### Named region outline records
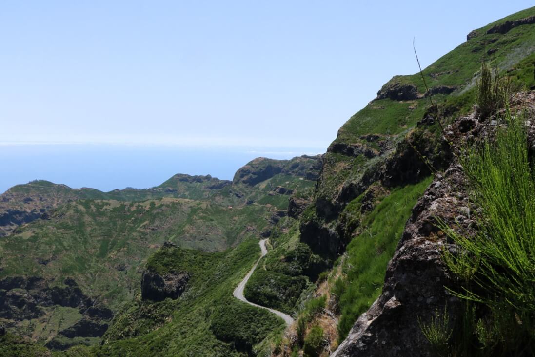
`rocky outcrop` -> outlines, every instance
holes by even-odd
[[[490,28],[487,31],[487,34],[492,33],[501,33],[503,34],[507,33],[514,27],[523,25],[533,25],[533,24],[535,24],[535,16],[529,16],[513,21],[506,21],[505,23],[499,24]]]
[[[74,337],[102,337],[108,330],[108,324],[85,317],[71,327],[59,331],[59,334]]]
[[[367,146],[355,143],[354,144],[346,144],[345,143],[333,143],[327,149],[327,152],[342,154],[347,156],[357,157],[364,155],[368,159],[371,159],[379,154],[379,152]]]
[[[141,298],[160,301],[167,298],[178,299],[184,292],[189,274],[183,271],[170,272],[164,276],[145,271],[141,278]]]
[[[292,195],[294,193],[293,190],[290,190],[282,186],[277,186],[273,189],[273,191],[279,195]]]
[[[470,33],[467,35],[467,41],[469,41],[474,38],[477,37],[479,34],[477,32],[477,31],[475,30],[470,31]]]
[[[67,278],[64,282],[64,287],[49,287],[48,281],[37,277],[8,277],[0,280],[0,317],[20,321],[41,316],[45,306],[85,310],[92,305],[73,280]]]
[[[446,306],[452,323],[459,316],[458,300],[445,288],[455,281],[441,258],[442,249],[453,247],[438,234],[436,219],[452,225],[461,222],[460,229],[469,231],[471,221],[460,217],[468,204],[460,168],[454,166],[427,189],[413,209],[388,264],[382,294],[360,316],[333,356],[433,355],[421,324],[429,323]]]
[[[103,304],[94,305],[94,301],[70,278],[62,286],[51,287],[49,284],[39,277],[8,277],[0,280],[0,318],[16,324],[43,316],[50,307],[68,307],[78,309],[83,317],[60,334],[69,338],[100,337],[104,334],[113,317],[111,310]],[[59,345],[56,347],[59,348]]]
[[[254,186],[278,174],[316,180],[323,165],[322,159],[319,155],[303,155],[291,160],[257,158],[236,172],[233,183]]]
[[[535,93],[517,95],[511,102],[513,113],[521,109],[535,113]],[[516,108],[516,109],[515,109]],[[446,139],[453,150],[467,141],[488,138],[497,121],[478,122],[474,114],[460,118],[445,128]],[[493,123],[492,122],[494,122]],[[526,122],[530,147],[535,143],[535,126]],[[457,281],[449,274],[442,258],[444,249],[455,254],[438,224],[470,236],[476,222],[471,211],[462,167],[454,160],[435,180],[412,209],[394,257],[388,264],[382,293],[355,323],[335,357],[349,356],[433,356],[422,333],[421,326],[431,323],[437,313],[448,314],[449,323],[460,323],[464,310],[461,301],[445,287],[455,289]],[[395,323],[393,323],[395,321]]]
[[[303,197],[292,196],[288,203],[288,217],[297,219],[311,202],[310,199]]]
[[[436,86],[429,88],[429,92],[426,93],[424,96],[434,95],[435,94],[450,94],[457,89],[454,86]]]
[[[418,98],[418,88],[412,84],[389,82],[377,92],[373,100],[392,99],[392,100],[412,100]]]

### OBJECTIVE
Extract each line of the material that contains the word "every", treating uppercase and lowercase letters as distinct.

### WRITTEN REPLY
`rocky outcrop` -> outlines, every instance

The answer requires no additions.